# Task directions:
Render the lines from the line with "Mark every instance of the rock" up to and including the line with "<point>947,510</point>" as a Markdown table with two columns, Number and Line. Give each line its sequence number and leave out any blank lines.

# Data supplied:
------------------------------

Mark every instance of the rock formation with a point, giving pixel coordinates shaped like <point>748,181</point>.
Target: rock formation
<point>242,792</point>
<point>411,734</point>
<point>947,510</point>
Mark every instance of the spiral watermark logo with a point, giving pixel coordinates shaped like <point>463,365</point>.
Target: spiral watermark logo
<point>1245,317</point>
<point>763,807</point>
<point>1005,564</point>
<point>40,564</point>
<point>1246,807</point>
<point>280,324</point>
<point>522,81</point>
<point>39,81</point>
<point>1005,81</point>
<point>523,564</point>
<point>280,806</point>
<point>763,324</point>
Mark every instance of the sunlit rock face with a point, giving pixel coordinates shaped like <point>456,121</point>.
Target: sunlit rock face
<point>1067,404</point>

------------------------------

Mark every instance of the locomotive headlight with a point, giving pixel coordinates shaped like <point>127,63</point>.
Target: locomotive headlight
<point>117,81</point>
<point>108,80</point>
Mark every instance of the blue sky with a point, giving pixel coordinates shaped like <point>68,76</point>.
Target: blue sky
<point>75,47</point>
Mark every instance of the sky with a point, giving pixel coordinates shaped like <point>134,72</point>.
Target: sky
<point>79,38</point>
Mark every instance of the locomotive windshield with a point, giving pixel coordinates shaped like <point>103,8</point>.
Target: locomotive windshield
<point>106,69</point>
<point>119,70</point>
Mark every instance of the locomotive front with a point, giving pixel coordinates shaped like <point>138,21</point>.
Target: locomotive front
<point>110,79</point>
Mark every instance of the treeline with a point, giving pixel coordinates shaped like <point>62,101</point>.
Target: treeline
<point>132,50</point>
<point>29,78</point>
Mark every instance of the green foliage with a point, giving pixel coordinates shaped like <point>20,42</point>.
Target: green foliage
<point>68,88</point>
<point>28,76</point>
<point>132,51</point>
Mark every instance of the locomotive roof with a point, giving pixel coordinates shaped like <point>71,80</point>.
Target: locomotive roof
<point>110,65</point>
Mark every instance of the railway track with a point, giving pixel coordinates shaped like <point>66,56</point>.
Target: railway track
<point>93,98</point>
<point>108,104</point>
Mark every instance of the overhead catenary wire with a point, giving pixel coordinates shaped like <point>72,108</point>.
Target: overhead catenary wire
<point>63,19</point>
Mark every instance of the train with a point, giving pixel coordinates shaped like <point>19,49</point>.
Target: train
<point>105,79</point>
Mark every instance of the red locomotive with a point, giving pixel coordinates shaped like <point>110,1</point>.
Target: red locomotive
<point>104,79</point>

------------------------------

# Exercise answer:
| Number | Line |
|---|---|
| 1 | Mark every instance of the rock formation with a point, giving pixel coordinates shaped like <point>748,181</point>. |
| 2 | Target: rock formation |
| 3 | <point>242,792</point> |
| 4 | <point>411,734</point> |
| 5 | <point>947,510</point> |